## Selected passage

== Segment start ==

In 2018, in North Minneapolis, Thurman Blevins, a black father of three, was killed by two white officers. A body camera worn by one of them captured Blevins running away—apparently with a gun—while calling over his shoulder, “Please, don’t shoot me! Leave me alone! Leave me alone!” Blevins was shot multiple times. The county prosecutor found “no basis to issue criminal charges against either officer.”
Thirty-eighth and Chicago is on the Southside of Minneapolis. African-Americans have been concentrated there and across town, on the Northside, ever since anti-black housing covenants, in the early twentieth century, prohibited them from buying homes elsewhere in the city. Subsequent infrastructure projects and redlining policies entrenched this de-facto segregation, diverting resources from the Northside and the Southside while perpetuating poverty by inhibiting African-Americans from obtaining mortgages and business loans. At the same time, predominantly white neighborhoods have grown progressively more affluent. Today, Minneapolis appears on lists of the “best places to live” even as its racial disparities rank among the worst in the country. The median annual income of black residents in the Twin Cities is less than half that of whites, and, though about seventy-five per cent of white families own their homes, only about a quarter of black families do. Unemployment is more than twice as high for black residents as it is for white residents.

== Segment end ==

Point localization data
== Segment start ==

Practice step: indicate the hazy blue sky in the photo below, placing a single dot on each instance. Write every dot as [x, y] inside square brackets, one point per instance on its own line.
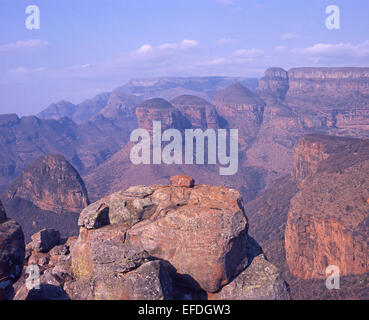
[88, 46]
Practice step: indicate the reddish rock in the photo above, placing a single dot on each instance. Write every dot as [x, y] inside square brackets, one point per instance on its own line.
[182, 181]
[12, 251]
[328, 218]
[44, 240]
[211, 256]
[200, 231]
[260, 281]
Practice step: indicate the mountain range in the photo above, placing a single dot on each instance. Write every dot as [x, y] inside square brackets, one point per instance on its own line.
[303, 161]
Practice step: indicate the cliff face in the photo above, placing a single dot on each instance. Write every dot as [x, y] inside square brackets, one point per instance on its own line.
[240, 109]
[47, 194]
[58, 110]
[312, 149]
[158, 110]
[51, 184]
[328, 218]
[199, 112]
[274, 84]
[120, 104]
[302, 101]
[318, 216]
[327, 86]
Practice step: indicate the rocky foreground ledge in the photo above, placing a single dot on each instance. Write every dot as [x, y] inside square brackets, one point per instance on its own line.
[179, 241]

== Segment end ==

## Exercise goal
Continue the text on racial segregation and police killings in Minneapolis from the point where it stops.

## Result for this exercise
Many people in Minneapolis believe that the police department both reflects and enforces these inequalities. In 1999, a law requiring officers to live within the city limits was repealed, allowing suburbanites to join the force; now most officers are white, and few live in or come from the neighborhoods they police. (Chauvin lived in Oakdale, twenty miles from where he killed Floyd.) The black community makes up about a fifth of the city’s population; nevertheless, when officers there physically subdue people—for instance, by hitting or Tasing them—sixty per cent of the time the subjects are black. A 2015 investigation by the American Civil Liberties Union found that black people in Minneapolis were nearly nine times more likely than whites to be arrested for low-level offenses such as trespassing or public consumption of intoxicants. That year, the city finally did away with ordinances against “lurking” and “spitting,” which had been disproportionately applied against black residents. In 2007, five high-ranking black officers sued the department, alleging pervasive institutional racism, including death threats, signed “KKK,” that were sent to every black officer, through the departmental mail system. The city settled the lawsuit out of court.